**What you are asked to do**
Identify each line in the rows below that contains the word "draw", and copy those lines out in full.

(Dataset records)
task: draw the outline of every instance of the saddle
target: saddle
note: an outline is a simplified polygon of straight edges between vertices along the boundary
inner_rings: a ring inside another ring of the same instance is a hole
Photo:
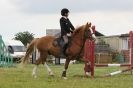
[[[71,37],[68,37],[68,43],[65,44],[64,40],[62,37],[57,37],[54,41],[53,41],[53,46],[55,47],[60,47],[60,52],[62,52],[61,56],[66,56],[66,49],[70,46],[71,43]]]

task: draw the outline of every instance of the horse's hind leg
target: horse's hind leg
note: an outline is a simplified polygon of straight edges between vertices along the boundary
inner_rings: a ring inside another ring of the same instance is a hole
[[[47,68],[48,74],[49,74],[50,76],[53,76],[54,74],[53,74],[52,70],[50,69],[50,67],[47,65],[46,62],[45,62],[45,64],[44,64],[44,66]]]
[[[46,59],[47,59],[48,53],[47,52],[43,52],[41,55],[43,57],[42,58],[42,64],[47,68],[48,74],[50,76],[53,76],[53,72],[52,72],[51,68],[46,63]]]
[[[37,68],[38,68],[38,65],[41,63],[41,58],[39,57],[37,60],[36,60],[36,63],[35,63],[35,66],[34,66],[34,68],[33,68],[33,70],[32,70],[32,76],[34,77],[34,78],[37,78]]]
[[[67,69],[68,69],[69,63],[70,63],[70,59],[69,59],[69,58],[66,58],[65,66],[64,66],[65,69],[64,69],[64,71],[62,72],[62,77],[63,77],[64,79],[67,79],[67,77],[66,77],[66,71],[67,71]]]

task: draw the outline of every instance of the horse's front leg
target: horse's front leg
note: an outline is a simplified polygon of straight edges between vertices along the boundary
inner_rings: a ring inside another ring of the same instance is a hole
[[[66,77],[66,71],[68,69],[69,62],[70,62],[70,59],[69,58],[66,58],[65,65],[64,65],[64,71],[62,72],[62,77],[64,79],[67,79],[67,77]]]

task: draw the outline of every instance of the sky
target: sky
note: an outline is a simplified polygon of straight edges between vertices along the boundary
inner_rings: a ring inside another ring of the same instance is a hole
[[[91,22],[107,36],[133,30],[133,0],[0,0],[0,35],[12,39],[29,31],[45,36],[46,29],[60,29],[62,8],[70,10],[75,27]]]

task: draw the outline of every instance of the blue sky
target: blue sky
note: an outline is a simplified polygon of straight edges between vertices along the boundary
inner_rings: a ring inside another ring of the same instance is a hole
[[[133,30],[133,0],[0,0],[0,34],[5,39],[23,31],[44,36],[46,29],[60,28],[64,7],[75,27],[92,22],[105,35]]]

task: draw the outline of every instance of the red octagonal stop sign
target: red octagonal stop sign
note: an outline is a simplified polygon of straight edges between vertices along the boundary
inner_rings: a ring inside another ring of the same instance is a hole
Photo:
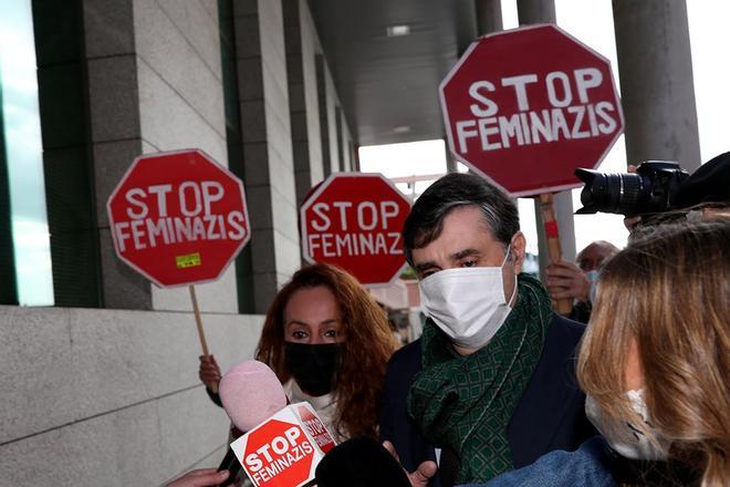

**Task answer**
task: draw the outline of every instance of the saddle
task: draw the outline of every instance of the horse's hind leg
task: draw the outline of every instance of the horse's front leg
task: draw the outline of every instance of the sky
task: draw the outline of every instance of the blue sky
task: draw the outline of every instance of the red octagonal stop sign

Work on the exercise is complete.